*TEKS BACAAN:*
━━━━━━

Masjid ini berdiri di atas lahan seluas 1.600 m² dengan luas bangunan 900 m².[2] Pada 30 September 2009, bangunannya mengalami kerusakan akibat gempa bumi yang mengguncang Sumatera Barat. Setelah itu pada tahun 2017, dilakukan renovasi pada bangunan meliputi pemasangan plafon, perbaikan kubah, perbaikan dinding, dan penggantian keramik.[3]
Sejarah
Pembangunan
Masjid Raya Piladang dibangun Oleh Syekh Muhammad Salieh dari pesukuan Guci berkisar tahun 1871-1880.
Syekh Muhammad Salieh juga digelari sebagai Datuak Inyiak, dan ia merupakan seorang adik dari pangulu suku Guci di Pasandiang, Tigo Alua Piladang. Abang atau kakak dari Syekh Salieh bergelar Datuak Pangka Marajo.

━━━━━━

*KUTIPAN BARIS:*
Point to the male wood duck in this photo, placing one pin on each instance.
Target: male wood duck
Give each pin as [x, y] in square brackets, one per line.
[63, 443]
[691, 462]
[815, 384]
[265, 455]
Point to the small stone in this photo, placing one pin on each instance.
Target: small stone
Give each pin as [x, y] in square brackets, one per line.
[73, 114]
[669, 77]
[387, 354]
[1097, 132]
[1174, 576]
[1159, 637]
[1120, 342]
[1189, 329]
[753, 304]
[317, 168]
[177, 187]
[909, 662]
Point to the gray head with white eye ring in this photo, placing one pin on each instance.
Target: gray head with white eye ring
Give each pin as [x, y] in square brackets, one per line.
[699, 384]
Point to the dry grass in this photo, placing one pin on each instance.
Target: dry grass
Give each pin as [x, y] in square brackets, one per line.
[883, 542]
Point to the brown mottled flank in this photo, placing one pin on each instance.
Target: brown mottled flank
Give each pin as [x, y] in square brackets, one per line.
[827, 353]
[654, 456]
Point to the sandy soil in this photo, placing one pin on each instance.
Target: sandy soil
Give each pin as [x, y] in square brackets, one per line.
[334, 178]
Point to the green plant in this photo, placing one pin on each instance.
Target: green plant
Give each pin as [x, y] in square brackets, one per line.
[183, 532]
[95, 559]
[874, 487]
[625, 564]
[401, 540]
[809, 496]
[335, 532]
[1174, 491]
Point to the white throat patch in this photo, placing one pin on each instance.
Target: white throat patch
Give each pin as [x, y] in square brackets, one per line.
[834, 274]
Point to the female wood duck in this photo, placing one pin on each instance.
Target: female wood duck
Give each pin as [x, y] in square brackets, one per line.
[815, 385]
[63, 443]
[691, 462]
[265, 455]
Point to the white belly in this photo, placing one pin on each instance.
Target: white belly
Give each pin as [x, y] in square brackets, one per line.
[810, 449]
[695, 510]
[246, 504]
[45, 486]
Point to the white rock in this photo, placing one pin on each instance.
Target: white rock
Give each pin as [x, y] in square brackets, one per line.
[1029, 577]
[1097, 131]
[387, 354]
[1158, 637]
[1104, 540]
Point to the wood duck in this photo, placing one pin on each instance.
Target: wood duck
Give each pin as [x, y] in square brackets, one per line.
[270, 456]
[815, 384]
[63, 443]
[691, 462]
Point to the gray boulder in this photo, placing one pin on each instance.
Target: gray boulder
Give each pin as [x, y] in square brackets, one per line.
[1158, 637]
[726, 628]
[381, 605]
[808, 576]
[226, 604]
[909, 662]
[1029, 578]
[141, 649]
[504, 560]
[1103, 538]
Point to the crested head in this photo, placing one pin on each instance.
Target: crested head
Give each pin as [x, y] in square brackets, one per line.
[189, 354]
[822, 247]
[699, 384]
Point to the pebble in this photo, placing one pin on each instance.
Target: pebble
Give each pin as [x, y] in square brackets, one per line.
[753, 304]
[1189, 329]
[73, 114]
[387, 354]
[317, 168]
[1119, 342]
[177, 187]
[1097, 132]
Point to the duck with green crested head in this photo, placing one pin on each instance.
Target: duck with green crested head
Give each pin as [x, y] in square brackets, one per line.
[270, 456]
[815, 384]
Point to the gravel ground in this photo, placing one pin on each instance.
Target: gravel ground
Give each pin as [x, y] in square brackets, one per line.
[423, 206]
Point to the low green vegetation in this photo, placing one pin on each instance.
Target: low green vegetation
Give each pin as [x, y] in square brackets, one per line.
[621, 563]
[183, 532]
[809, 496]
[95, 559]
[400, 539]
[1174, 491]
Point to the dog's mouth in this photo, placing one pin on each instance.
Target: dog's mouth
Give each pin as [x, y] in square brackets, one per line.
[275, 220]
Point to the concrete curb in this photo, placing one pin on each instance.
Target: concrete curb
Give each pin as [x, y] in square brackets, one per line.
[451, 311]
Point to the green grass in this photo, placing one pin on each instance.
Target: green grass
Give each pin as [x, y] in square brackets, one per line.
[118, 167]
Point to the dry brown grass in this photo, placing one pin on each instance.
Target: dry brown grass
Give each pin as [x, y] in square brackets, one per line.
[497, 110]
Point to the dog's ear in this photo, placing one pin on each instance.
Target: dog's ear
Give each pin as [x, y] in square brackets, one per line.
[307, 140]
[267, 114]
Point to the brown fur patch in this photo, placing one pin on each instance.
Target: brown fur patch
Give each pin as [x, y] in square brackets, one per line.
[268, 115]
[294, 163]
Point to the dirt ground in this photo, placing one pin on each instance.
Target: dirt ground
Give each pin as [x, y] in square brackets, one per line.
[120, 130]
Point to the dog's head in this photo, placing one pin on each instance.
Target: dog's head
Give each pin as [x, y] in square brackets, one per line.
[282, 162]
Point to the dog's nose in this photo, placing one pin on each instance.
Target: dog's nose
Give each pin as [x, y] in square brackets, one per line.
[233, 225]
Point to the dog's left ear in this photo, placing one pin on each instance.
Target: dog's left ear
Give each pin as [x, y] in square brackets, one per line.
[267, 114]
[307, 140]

━━━━━━

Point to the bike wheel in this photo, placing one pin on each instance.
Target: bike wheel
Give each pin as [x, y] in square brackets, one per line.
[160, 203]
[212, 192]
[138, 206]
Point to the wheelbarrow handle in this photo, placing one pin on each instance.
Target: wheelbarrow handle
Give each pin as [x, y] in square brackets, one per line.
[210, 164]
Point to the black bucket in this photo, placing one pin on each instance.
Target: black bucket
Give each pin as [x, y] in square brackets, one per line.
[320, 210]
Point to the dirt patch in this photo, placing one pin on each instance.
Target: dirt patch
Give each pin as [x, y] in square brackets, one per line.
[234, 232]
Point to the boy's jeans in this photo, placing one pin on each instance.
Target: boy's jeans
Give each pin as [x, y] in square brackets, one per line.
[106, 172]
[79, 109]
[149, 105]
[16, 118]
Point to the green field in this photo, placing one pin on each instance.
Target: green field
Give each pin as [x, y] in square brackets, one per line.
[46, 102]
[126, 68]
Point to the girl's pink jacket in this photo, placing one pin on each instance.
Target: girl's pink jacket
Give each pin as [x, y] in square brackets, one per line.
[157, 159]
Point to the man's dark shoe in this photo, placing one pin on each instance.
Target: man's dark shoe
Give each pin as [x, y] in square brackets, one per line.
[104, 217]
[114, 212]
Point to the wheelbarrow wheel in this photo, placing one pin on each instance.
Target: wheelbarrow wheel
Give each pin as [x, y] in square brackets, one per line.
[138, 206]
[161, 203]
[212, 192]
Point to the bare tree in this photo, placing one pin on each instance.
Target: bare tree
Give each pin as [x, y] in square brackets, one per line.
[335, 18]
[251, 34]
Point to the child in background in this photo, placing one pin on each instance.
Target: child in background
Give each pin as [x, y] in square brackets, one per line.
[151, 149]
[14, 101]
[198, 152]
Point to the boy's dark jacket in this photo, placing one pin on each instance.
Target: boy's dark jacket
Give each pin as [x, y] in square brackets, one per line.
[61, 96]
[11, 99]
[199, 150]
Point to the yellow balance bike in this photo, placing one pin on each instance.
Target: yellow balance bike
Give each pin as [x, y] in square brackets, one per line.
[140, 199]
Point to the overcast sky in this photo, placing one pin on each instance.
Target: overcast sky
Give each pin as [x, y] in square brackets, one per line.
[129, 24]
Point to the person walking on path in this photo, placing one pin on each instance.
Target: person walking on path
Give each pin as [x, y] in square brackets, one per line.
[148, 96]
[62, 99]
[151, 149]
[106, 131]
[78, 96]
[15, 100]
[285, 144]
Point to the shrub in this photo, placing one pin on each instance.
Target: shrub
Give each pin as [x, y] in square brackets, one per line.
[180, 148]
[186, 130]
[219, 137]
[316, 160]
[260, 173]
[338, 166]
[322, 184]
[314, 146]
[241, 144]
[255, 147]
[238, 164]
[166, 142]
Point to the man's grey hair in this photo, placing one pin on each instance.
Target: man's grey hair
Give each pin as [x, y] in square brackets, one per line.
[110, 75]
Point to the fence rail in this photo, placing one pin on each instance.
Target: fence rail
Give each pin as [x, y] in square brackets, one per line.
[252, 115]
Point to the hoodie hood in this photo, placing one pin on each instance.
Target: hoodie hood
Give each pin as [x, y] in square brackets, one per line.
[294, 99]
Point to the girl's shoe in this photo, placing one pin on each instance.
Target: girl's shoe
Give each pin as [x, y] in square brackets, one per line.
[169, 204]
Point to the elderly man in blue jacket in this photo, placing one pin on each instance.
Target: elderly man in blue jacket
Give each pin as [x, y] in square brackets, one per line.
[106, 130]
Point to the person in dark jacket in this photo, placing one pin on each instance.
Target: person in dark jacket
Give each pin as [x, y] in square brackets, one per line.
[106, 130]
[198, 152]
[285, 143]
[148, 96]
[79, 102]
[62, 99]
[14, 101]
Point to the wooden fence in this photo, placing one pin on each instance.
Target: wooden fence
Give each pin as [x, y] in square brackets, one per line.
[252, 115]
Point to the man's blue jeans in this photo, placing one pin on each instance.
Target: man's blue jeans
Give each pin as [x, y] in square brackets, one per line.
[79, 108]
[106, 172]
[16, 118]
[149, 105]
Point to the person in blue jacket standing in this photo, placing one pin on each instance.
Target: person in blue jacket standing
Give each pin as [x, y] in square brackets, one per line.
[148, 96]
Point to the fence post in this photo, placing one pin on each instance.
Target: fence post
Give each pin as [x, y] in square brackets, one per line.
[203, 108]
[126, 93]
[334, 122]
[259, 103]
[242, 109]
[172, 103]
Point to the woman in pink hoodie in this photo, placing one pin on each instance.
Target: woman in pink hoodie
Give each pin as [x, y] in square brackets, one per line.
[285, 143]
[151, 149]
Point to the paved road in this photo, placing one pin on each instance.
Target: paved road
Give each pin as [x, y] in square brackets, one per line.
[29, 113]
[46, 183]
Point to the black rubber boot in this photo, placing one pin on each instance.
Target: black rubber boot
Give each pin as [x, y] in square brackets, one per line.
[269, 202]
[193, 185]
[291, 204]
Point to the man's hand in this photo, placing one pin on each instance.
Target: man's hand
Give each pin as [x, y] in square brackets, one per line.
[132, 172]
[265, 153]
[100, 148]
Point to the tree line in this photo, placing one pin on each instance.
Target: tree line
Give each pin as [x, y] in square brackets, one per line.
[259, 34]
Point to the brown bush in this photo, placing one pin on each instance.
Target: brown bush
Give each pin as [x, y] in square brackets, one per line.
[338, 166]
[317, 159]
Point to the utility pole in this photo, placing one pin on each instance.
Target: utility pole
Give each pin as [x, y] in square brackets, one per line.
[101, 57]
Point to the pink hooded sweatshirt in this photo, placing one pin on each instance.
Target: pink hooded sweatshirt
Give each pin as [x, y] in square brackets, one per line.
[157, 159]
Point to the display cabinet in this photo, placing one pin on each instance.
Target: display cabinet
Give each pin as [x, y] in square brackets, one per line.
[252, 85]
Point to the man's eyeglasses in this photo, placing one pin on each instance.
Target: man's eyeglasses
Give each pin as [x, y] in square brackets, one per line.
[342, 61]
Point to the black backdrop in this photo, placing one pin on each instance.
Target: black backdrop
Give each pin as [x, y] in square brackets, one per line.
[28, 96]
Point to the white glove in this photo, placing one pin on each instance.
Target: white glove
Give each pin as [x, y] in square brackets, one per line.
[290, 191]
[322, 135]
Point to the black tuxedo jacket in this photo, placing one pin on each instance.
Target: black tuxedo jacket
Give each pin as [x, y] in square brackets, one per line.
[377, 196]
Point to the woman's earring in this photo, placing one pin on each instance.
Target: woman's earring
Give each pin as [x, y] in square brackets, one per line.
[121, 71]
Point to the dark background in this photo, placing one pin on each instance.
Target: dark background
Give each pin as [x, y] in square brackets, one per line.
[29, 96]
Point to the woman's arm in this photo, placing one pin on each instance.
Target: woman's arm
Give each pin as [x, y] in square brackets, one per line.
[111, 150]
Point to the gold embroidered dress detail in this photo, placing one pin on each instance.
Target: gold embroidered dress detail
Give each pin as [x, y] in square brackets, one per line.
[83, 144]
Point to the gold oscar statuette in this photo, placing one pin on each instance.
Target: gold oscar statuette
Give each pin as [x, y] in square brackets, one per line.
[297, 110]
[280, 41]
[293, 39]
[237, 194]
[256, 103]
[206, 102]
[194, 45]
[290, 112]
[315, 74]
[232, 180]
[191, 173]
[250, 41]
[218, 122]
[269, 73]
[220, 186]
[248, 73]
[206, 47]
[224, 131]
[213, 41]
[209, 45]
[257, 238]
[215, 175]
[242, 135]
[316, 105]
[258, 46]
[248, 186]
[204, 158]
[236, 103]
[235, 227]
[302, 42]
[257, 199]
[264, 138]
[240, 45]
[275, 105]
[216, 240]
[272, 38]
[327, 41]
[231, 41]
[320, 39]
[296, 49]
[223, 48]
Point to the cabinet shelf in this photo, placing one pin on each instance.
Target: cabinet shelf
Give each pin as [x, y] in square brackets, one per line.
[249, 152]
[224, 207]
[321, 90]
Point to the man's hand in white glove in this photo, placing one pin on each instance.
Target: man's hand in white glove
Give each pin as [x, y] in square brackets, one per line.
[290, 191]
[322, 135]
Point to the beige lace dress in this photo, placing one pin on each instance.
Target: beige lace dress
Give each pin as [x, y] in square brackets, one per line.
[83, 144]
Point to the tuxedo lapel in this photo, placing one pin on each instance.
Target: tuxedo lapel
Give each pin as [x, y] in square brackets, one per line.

━━━━━━

*YANG DIMINTA:*
a – Jawab pertanyaan berikut menurut teks tentang Masjid Raya Piladang.
(i) Berapa luas bangunan masjid itu?
(ii) Pada tahun berapa renovasi bangunan dilakukan?
(iii) Apa gelar abang atau kakak Syekh Muhammad Salieh?
b – Sambung teks tentang Masjid Raya Piladang, dimulai sesudah kalimat terakhirnya.
Baris-baris tersebut adalah bahan tersendiri, terpisah dari teks tentang Masjid Raya Piladang.

*JAWABAN:*
a –
(i) 900 m²
(ii) 2017
(iii) Datuak Pangka Marajo

b –
Dulunya bangunan masjid ini tak sebesar bangunan yang berdiri saat ini. Pembangunannya diiringi dengan pendirian sebuah nagari yang kini dikenal dengan Jorong Piladang oleh masyarakat adat dari beberapa kaum. "Ceritanya dulu, sama-sama duduk (bersama) ninik, mamak dan datuak di sini, baru (setelah itu) dibangun masjid". Masjid ini berkonstruksi utama kayu dan pada awalnya dibangun dengan ukuran 12. x 12 meter.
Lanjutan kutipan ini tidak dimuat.